Task goal: Your task is to return the line containing "brown rock in the photo above." plus every line after it, exactly and with nothing added.

Pointing dataset records
══════════════════════════════

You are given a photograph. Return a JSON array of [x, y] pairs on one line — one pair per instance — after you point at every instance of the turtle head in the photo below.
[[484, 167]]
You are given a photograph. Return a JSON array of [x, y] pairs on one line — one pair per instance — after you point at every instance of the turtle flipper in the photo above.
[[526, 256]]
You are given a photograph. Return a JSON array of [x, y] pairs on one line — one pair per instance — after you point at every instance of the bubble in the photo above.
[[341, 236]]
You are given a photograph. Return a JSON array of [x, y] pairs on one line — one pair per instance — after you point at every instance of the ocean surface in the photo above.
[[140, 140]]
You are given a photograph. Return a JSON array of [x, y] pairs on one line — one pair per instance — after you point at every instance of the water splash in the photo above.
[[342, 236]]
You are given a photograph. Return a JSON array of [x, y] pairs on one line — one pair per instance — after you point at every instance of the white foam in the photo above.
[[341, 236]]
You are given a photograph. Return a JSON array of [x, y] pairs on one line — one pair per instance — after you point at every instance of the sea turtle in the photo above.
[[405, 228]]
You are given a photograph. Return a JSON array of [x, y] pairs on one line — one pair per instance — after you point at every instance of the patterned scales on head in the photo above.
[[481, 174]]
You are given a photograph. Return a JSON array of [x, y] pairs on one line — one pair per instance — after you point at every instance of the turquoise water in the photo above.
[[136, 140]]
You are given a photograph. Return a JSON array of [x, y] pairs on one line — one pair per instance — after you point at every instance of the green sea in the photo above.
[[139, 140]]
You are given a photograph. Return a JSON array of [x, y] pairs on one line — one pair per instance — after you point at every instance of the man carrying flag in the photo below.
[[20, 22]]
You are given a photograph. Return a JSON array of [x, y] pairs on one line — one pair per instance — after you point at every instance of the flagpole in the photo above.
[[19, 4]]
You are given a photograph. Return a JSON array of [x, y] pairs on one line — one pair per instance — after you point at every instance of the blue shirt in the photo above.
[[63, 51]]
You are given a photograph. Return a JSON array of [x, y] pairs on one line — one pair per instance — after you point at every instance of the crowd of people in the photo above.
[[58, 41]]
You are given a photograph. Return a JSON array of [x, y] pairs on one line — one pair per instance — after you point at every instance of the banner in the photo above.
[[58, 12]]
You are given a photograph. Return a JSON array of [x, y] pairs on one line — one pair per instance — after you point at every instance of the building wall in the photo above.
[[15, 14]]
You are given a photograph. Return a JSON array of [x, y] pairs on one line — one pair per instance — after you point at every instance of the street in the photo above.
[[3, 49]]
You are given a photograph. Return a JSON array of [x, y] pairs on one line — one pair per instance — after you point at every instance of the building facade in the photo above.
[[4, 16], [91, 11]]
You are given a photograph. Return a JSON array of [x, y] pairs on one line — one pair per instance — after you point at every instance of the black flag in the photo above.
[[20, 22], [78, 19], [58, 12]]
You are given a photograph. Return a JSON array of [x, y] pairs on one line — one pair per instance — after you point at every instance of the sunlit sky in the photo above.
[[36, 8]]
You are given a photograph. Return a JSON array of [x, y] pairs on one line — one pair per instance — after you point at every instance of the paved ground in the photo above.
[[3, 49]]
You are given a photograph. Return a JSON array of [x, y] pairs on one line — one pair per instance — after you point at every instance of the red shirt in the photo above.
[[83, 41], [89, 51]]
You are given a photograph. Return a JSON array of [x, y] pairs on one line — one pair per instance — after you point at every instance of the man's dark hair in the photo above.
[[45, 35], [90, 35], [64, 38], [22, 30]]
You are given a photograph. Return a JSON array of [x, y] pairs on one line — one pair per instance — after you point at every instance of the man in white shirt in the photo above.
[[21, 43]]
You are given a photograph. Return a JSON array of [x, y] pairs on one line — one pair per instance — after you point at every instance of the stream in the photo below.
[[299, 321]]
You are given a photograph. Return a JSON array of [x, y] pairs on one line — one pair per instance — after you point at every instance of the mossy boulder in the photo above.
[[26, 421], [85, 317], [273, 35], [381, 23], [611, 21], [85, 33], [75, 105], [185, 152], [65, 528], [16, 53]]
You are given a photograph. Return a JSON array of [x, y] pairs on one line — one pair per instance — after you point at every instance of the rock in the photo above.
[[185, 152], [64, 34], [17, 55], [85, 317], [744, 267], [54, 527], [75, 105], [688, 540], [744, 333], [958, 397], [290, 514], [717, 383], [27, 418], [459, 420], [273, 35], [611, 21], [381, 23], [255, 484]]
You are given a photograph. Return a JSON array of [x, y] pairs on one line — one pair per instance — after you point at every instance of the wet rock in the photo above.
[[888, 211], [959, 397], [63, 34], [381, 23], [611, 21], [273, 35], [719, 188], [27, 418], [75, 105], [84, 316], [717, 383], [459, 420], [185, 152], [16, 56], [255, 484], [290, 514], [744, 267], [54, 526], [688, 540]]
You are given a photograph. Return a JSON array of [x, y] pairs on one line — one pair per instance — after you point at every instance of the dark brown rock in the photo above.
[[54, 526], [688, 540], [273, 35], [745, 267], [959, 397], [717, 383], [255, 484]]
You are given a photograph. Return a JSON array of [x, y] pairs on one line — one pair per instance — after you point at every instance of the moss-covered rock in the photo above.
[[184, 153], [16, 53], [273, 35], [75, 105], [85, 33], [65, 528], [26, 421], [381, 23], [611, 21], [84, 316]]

══════════════════════════════

Reply to the task:
You are given a photograph. Return a JSON array of [x, y] pairs on one line — one pair per instance — after you point at every instance of the dark brown rock in the photo above.
[[54, 526], [688, 540], [273, 35], [745, 267], [959, 397], [717, 383], [255, 484]]
You are given a photograph. Return a JSON array of [x, y] pairs on one line — one pair per instance — after you point at every instance of the moss-covered rock in the photo above.
[[184, 153], [16, 53], [273, 35], [75, 105], [85, 33], [65, 528], [26, 421], [381, 23], [611, 21], [84, 316]]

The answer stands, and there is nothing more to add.